— start —
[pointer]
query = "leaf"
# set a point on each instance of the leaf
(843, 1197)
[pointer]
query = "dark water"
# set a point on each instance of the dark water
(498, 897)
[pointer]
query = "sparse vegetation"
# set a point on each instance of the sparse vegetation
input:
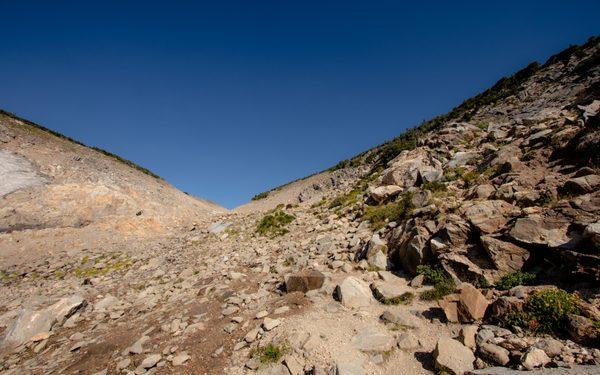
(403, 299)
(259, 196)
(399, 210)
(513, 279)
(273, 224)
(435, 187)
(441, 281)
(544, 311)
(270, 353)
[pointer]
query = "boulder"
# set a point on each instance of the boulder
(472, 304)
(541, 230)
(534, 358)
(490, 216)
(452, 356)
(506, 256)
(373, 341)
(414, 250)
(386, 290)
(31, 323)
(581, 185)
(381, 193)
(462, 158)
(449, 304)
(408, 341)
(581, 329)
(304, 281)
(494, 354)
(354, 293)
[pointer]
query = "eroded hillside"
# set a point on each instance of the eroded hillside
(466, 245)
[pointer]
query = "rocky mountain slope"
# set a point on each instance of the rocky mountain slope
(469, 244)
(54, 189)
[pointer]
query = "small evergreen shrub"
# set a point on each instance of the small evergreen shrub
(270, 353)
(262, 195)
(441, 281)
(547, 309)
(378, 216)
(513, 279)
(273, 224)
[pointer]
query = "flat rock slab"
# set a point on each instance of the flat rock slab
(573, 370)
(16, 173)
(370, 340)
(354, 293)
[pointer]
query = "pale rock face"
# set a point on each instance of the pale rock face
(354, 293)
(452, 356)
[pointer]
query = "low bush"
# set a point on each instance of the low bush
(399, 210)
(270, 353)
(403, 299)
(546, 310)
(434, 187)
(262, 195)
(441, 281)
(273, 224)
(513, 279)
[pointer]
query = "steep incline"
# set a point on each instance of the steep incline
(52, 186)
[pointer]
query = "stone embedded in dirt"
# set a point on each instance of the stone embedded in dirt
(467, 335)
(304, 281)
(269, 324)
(137, 347)
(494, 354)
(106, 303)
(471, 303)
(373, 341)
(550, 346)
(378, 261)
(581, 329)
(449, 304)
(278, 369)
(31, 323)
(151, 361)
(452, 356)
(402, 318)
(581, 185)
(539, 230)
(534, 358)
(180, 359)
(571, 370)
(389, 290)
(354, 293)
(381, 193)
(408, 341)
(490, 216)
(507, 257)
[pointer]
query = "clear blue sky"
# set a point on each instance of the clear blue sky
(228, 99)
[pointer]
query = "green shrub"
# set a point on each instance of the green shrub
(273, 224)
(378, 216)
(441, 281)
(513, 279)
(403, 299)
(547, 309)
(270, 353)
(262, 195)
(434, 187)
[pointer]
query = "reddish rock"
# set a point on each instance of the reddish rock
(472, 304)
(304, 281)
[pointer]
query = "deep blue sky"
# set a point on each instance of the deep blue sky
(225, 101)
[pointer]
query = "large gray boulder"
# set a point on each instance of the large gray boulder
(354, 293)
(490, 216)
(541, 230)
(31, 323)
(452, 356)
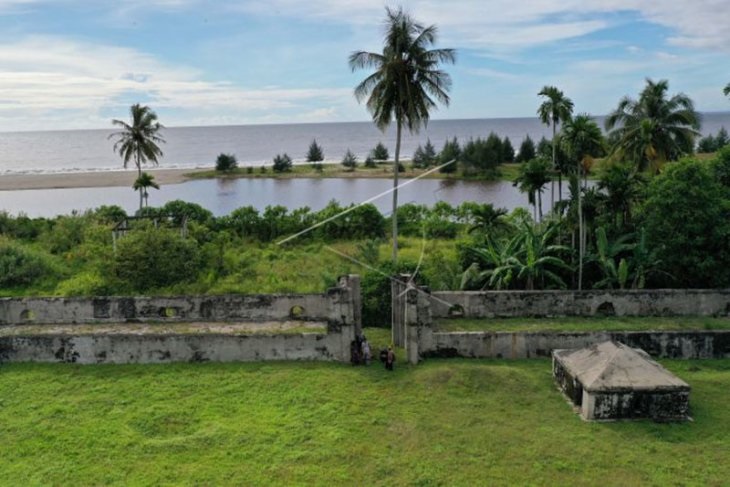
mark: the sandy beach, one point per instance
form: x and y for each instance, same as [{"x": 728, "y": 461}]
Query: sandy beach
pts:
[{"x": 89, "y": 179}]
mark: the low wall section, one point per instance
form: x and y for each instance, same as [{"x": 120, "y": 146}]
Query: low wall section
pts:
[
  {"x": 338, "y": 308},
  {"x": 423, "y": 308},
  {"x": 635, "y": 302}
]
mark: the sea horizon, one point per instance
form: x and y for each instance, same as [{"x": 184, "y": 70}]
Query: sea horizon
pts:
[{"x": 91, "y": 150}]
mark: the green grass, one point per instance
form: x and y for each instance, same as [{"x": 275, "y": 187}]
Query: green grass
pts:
[
  {"x": 445, "y": 422},
  {"x": 584, "y": 324}
]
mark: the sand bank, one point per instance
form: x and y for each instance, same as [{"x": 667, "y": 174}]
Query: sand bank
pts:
[{"x": 89, "y": 179}]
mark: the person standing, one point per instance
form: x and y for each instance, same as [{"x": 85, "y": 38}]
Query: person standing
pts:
[{"x": 390, "y": 359}]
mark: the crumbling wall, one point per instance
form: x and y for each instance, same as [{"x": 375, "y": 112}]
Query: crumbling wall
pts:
[
  {"x": 634, "y": 302},
  {"x": 336, "y": 308},
  {"x": 125, "y": 349},
  {"x": 699, "y": 344}
]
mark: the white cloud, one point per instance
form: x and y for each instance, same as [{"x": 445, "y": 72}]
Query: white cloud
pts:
[{"x": 44, "y": 75}]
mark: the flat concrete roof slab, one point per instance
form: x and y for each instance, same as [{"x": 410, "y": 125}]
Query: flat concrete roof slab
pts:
[{"x": 610, "y": 367}]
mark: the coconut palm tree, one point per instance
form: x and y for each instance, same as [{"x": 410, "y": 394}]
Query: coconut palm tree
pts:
[
  {"x": 533, "y": 176},
  {"x": 654, "y": 129},
  {"x": 556, "y": 108},
  {"x": 143, "y": 182},
  {"x": 406, "y": 84},
  {"x": 583, "y": 140},
  {"x": 138, "y": 141}
]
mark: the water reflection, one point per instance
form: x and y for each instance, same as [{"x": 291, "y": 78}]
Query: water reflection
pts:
[{"x": 221, "y": 196}]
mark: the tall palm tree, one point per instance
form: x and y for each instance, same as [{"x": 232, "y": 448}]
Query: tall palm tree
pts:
[
  {"x": 654, "y": 129},
  {"x": 406, "y": 84},
  {"x": 138, "y": 141},
  {"x": 556, "y": 108},
  {"x": 533, "y": 176},
  {"x": 583, "y": 140},
  {"x": 143, "y": 182}
]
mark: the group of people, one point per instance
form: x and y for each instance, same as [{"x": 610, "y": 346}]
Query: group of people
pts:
[{"x": 361, "y": 353}]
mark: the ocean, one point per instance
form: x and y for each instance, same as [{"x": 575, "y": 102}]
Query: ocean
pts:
[{"x": 195, "y": 147}]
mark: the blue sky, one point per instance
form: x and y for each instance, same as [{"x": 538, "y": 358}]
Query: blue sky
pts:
[{"x": 77, "y": 64}]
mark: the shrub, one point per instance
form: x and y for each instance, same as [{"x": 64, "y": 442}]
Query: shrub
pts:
[
  {"x": 20, "y": 266},
  {"x": 151, "y": 258},
  {"x": 315, "y": 154},
  {"x": 380, "y": 152},
  {"x": 282, "y": 163},
  {"x": 180, "y": 210},
  {"x": 450, "y": 152},
  {"x": 349, "y": 160},
  {"x": 508, "y": 152},
  {"x": 527, "y": 150},
  {"x": 226, "y": 162}
]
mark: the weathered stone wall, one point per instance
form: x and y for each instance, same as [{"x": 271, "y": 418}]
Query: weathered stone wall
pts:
[
  {"x": 334, "y": 307},
  {"x": 124, "y": 349},
  {"x": 638, "y": 302},
  {"x": 521, "y": 345},
  {"x": 338, "y": 308}
]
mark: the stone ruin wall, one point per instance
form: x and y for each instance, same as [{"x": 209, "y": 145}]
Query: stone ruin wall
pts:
[{"x": 338, "y": 308}]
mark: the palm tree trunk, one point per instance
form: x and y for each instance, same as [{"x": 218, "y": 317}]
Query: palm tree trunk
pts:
[
  {"x": 552, "y": 182},
  {"x": 399, "y": 129},
  {"x": 139, "y": 175},
  {"x": 580, "y": 233}
]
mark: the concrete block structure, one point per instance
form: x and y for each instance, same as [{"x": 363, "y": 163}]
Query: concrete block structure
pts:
[{"x": 609, "y": 381}]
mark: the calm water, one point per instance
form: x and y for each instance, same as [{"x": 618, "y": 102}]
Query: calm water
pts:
[
  {"x": 223, "y": 196},
  {"x": 91, "y": 150}
]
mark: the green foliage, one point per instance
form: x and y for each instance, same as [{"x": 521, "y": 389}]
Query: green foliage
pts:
[
  {"x": 349, "y": 160},
  {"x": 481, "y": 157},
  {"x": 282, "y": 163},
  {"x": 315, "y": 153},
  {"x": 508, "y": 152},
  {"x": 425, "y": 156},
  {"x": 687, "y": 218},
  {"x": 527, "y": 150},
  {"x": 152, "y": 258},
  {"x": 226, "y": 162},
  {"x": 713, "y": 144},
  {"x": 450, "y": 152},
  {"x": 21, "y": 266},
  {"x": 380, "y": 152},
  {"x": 544, "y": 148},
  {"x": 654, "y": 128},
  {"x": 180, "y": 210}
]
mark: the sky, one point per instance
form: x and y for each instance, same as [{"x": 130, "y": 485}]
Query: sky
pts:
[{"x": 74, "y": 64}]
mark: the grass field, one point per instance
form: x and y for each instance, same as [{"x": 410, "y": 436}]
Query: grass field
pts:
[
  {"x": 444, "y": 422},
  {"x": 571, "y": 323}
]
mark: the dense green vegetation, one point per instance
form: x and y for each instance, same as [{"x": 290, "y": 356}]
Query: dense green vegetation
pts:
[
  {"x": 641, "y": 231},
  {"x": 445, "y": 422}
]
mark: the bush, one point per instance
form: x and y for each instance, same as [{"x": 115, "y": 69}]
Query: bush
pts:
[
  {"x": 20, "y": 266},
  {"x": 380, "y": 152},
  {"x": 179, "y": 210},
  {"x": 349, "y": 161},
  {"x": 450, "y": 152},
  {"x": 226, "y": 162},
  {"x": 527, "y": 150},
  {"x": 315, "y": 153},
  {"x": 151, "y": 258},
  {"x": 282, "y": 163},
  {"x": 424, "y": 156},
  {"x": 508, "y": 152}
]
— end —
AIM OF THE TASK:
Arrange the lines from the line with "mark: the bush, one point per instance" up to and including the last line of the records as a Markdown table with the columns Row and Line, one row per line and blank lines omitted.

RESPONSE:
| Row | Line |
|---|---|
| 1 | mark: the bush, one point per instance |
| 2 | form: x and y for each instance, same as [{"x": 115, "y": 69}] |
| 3 | Query: bush |
| 4 | pts: |
| 5 | [ |
| 6 |   {"x": 20, "y": 266}, |
| 7 |   {"x": 380, "y": 152}, |
| 8 |   {"x": 179, "y": 210}, |
| 9 |   {"x": 349, "y": 161}, |
| 10 |   {"x": 450, "y": 152}, |
| 11 |   {"x": 226, "y": 162}, |
| 12 |   {"x": 527, "y": 150}, |
| 13 |   {"x": 315, "y": 153}, |
| 14 |   {"x": 151, "y": 258}, |
| 15 |   {"x": 282, "y": 163}, |
| 16 |   {"x": 424, "y": 156}, |
| 17 |   {"x": 508, "y": 152} |
| 18 | ] |